=== Text ===
☆ ☆ ☆

The Making: A Bellwoods/Bar Hop Berliner Weisse

Cherry Berliner
Cherry Berliner

Back in March, in anticipation of our Motley Cru 2014 anniversary beer release, we wrote in detail about the process of barrel-aging and blending beers. With a beer like Motley, time is a key ingredient, perhaps the key ingredient, but there is also always that element intuition or finesse -- the deep understanding of your ingredients at specific times and temperatures -- that steers the success or failure of an experimental beer. With Berliner Weisses, despite being light and easy-drinking, a lot of this aforementioned 'finesse' is necessary in creating a beer that's perfectly balanced and tart. Our first batches always threw us unexpected curveballs, and only with lots of practice have we discovered a method that works (most of the time) for us. In short, we've found the simplicity of the style to be a little misleading. But because they're a favoured style here at Bellwoods, we've committed a great deal of our efforts each summer to brewing a beer that can sometimes make us feel more like babysitters than brewers.

So when Rob at Bar Hop approached us about doing a collaborative beer for a tap takeover in June (that just so happened to be during the OCB week) and asked us what we thought of a Berliner, we were all, you-don't-need-to-twist-our-arm about it. We did a bit of collaborative planning, decided on Ontario cherries as a complimentary fruit addition, and prepped a lacto starter a few days before bartender Matt Bod came to brew. Warning: What lies ahead is a bit technical but oh so important!

But what's the deal with that lacto starter? Let's talk a little bit about this first step. This starter involves pulling unhopped, boiling wort from the kettle just minutes (or seconds!) before we throw in our 60 minute/beginning-of-the-boil-addition hops. To this, inside a small 'brink' (tiny fermentor like vessel) we add a pure lactobacillus culture, and immerse that brink in water kept at a consistent 44 degrees celsius. This temperature is very important, because when lactobacillus is allowed to venture above or below (beyond a very small window) this, other bacterias that contribute to weird and/or 'off flavours' can start to grow. In essence, we keep our high-maintenance lacto starter in a veritable hot tub, and for all the lavish treatment it thanks us by making the pH of the wort plummet.

And pH, for those of you who need a refresher, is "is a measure of the acidity or basicity of an aqueous solution" that ranges from 0 (SUPER ACIDIC) to 14 (SUPER ALKALINE). How do I know that "basicity" is a word? Wikipedia told me so. Potentially made-up words aside, lets just give you some relativity:

Tasty refreshing water has a neutral pH of 7ish

Coffee is slightly more acidic at a pH of 5ish

Battery acid is very acidic at a pH of 1ish

Baking soda is quite basic at 9ish

Bleach has a very alkaline pH of 13

Coca cola, believe it or not, weighs in at a pH of 2.8!

☆ ☆ ☆

=== Problem 1 ===
Duplicate the stretch of the Berliner Weisse brewing post from "So when Rob" through "oh so important!".
=== Problem 2 ===
Do the following statements agree with the Berliner Weisse brewing post? Answer yes or no for each, quoting the words that decide it.
(a) The lacto starter is kept in water held at a steady 44 degrees Celsius.
(b) Ontario cherries were chosen as the fruit addition for the collaborative beer.
(c) The post gives bleach a pH of 9.
=== Problem 3 ===
Take the Berliner Weisse brewing post further, continuing from its last sentence.

=== Data extracts ===
☆ ☆ ☆

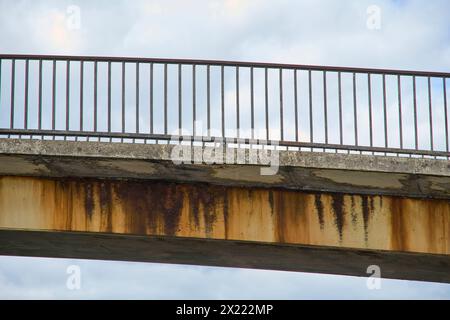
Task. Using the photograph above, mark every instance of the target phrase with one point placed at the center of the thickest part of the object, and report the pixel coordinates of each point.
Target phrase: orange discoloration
(204, 211)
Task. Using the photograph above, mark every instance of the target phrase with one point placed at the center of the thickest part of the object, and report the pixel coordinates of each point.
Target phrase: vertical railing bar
(165, 100)
(194, 100)
(431, 114)
(325, 105)
(400, 117)
(53, 96)
(123, 98)
(151, 98)
(386, 141)
(109, 98)
(237, 102)
(25, 105)
(266, 93)
(445, 115)
(296, 104)
(13, 80)
(341, 131)
(369, 94)
(252, 103)
(355, 110)
(281, 105)
(95, 96)
(208, 98)
(416, 138)
(222, 97)
(81, 95)
(1, 62)
(180, 107)
(67, 95)
(311, 128)
(137, 98)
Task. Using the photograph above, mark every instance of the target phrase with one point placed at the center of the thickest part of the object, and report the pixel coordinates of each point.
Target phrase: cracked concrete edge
(162, 152)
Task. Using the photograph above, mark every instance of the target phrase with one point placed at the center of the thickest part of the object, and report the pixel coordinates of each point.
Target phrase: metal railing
(313, 108)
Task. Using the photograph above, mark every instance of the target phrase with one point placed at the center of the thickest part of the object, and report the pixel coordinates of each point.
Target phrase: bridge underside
(225, 226)
(326, 213)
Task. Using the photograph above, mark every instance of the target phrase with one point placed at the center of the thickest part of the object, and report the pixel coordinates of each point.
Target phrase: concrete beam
(225, 226)
(324, 172)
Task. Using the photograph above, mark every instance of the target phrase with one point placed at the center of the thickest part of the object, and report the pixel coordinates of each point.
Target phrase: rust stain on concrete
(217, 212)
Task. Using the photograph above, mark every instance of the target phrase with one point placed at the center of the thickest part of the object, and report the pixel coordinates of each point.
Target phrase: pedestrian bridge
(219, 163)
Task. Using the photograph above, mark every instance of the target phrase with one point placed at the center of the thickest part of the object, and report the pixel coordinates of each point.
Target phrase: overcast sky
(412, 35)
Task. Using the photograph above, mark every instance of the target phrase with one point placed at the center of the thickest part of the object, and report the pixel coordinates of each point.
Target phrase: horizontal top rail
(227, 63)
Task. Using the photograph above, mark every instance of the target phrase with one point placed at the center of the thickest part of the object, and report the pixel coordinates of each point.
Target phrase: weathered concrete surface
(327, 172)
(331, 213)
(363, 227)
(209, 252)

☆ ☆ ☆

=== Response box 1 ===
So when Rob at Bar Hop approached us about doing a collaborative beer for a tap takeover in June (that just so happened to be during the OCB week) and asked us what we thought of a Berliner, we were all, you-don't-need-to-twist-our-arm about it. We did a bit of collaborative planning, decided on Ontario cherries as a complimentary fruit addition, and prepped a lacto starter a few days before bartender Matt Bod came to brew. Warning: What lies ahead is a bit technical but oh so important!

=== Response box 2 ===
(a) Yes: "immerse that brink in water kept at a consistent 44 degrees celsius"
(b) Yes: "decided on Ontario cherries as a complimentary fruit addition"
(c) No: "Bleach has a very alkaline pH of 13"

=== Response box 3 ===
Something to keep in mind with this scale is that it's exponential, which means that something with a pH of 8 (like sea water) is 10 times more alkaline than tap water, where as baking soda (at a pH of 9) is 100 times more alkaline. The same goes in the other direction, so battery acid is about 10 000 000 times more acidic than water. Apparently there are sour candies sold in the US that have a pH of 1.6, just marginally less acidic than battery acid, but I digress...

So where does this leave beer, and more specifically, our Berliner Weisses? A good target that we try to hit is around 3 or just over. By the time it's in the kettle, our wort usually has a pH of about 5.2 - 5.5. We then pitch the carefully incubated lacto starter into it, blanket the whole thing with cozy CO2, and wait for about 48-72 hours for the pH to drop. When the pH is in the range we like (for this particular Berliner we stopped it at 3.5) it's time to boil it, kill the lacto bacteria, and send it to the fermentor. Lactobacillus is a hard-working bacteria capable of souring wort, but it does not possess the voodoo magic to actually ferment all those sugars into alcohol. So to the fermentor it goes, with some ale yeast and a high five.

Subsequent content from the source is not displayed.